*Dataset entries*:
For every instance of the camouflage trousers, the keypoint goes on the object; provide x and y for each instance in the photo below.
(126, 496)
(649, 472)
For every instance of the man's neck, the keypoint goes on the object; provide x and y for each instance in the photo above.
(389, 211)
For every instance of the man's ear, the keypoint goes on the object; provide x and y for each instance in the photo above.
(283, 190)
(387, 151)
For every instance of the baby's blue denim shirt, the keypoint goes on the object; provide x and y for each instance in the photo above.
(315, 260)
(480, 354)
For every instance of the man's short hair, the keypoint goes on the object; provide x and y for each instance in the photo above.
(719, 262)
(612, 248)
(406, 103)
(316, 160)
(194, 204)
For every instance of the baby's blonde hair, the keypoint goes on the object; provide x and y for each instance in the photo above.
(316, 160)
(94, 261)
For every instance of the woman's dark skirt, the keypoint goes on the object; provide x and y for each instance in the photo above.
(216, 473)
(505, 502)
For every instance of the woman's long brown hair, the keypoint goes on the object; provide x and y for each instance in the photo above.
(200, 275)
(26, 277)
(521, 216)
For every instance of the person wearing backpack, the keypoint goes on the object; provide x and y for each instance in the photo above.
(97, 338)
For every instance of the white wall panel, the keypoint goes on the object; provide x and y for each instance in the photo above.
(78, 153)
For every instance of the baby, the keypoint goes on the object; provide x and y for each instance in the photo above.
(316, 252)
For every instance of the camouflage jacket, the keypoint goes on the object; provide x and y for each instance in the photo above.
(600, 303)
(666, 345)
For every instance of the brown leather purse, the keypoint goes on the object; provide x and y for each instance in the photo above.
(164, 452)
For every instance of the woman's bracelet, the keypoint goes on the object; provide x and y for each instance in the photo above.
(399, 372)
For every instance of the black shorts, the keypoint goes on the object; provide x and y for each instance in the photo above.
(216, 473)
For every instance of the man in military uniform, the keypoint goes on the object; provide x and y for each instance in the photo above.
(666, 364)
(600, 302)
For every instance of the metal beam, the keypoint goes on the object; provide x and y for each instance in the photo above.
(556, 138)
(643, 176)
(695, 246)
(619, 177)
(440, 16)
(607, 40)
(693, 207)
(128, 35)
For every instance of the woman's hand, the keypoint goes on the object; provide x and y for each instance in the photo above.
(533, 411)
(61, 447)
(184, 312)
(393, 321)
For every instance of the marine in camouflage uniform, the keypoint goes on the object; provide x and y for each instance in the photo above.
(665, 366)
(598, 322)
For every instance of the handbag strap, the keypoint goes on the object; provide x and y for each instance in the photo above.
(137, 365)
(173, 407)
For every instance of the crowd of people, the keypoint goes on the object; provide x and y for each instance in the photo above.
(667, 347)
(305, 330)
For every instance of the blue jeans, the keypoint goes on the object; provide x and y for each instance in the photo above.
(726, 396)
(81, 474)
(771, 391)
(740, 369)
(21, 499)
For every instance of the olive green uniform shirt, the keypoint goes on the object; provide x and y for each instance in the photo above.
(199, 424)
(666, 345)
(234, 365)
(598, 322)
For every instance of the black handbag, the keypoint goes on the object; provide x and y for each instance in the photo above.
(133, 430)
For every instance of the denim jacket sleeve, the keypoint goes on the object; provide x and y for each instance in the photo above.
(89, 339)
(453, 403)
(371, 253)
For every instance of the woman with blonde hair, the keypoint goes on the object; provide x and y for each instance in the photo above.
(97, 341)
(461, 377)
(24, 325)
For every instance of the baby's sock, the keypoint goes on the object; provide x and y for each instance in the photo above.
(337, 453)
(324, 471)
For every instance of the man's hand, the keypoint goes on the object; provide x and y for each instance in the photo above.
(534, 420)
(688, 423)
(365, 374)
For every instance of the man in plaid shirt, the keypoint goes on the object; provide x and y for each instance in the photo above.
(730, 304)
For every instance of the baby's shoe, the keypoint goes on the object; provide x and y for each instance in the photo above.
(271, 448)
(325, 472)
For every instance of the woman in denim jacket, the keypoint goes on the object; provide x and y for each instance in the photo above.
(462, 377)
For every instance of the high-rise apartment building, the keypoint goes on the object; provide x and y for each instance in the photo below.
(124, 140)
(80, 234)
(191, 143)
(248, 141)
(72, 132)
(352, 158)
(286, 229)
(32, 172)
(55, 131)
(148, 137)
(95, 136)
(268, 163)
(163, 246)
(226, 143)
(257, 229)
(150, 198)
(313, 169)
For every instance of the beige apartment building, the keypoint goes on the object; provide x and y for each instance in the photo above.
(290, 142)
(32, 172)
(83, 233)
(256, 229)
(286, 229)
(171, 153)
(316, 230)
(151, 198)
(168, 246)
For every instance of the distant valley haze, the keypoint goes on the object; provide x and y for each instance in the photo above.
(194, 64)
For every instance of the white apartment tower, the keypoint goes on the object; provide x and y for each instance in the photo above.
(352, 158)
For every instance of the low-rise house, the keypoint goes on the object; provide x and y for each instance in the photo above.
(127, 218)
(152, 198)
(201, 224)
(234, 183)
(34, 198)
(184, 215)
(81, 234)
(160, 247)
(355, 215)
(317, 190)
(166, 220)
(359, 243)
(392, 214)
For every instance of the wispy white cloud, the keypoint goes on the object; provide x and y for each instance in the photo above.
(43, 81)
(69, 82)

*How to complete this task*: Exact copies of the lines from the one containing "For every instance of the wispy" through the final line of the records are all the answer should hold.

*Answer to this exercise*:
For every instance of the wispy white cloud, the keypoint goes on the object; provide x and y for each instance in the photo above.
(43, 81)
(69, 82)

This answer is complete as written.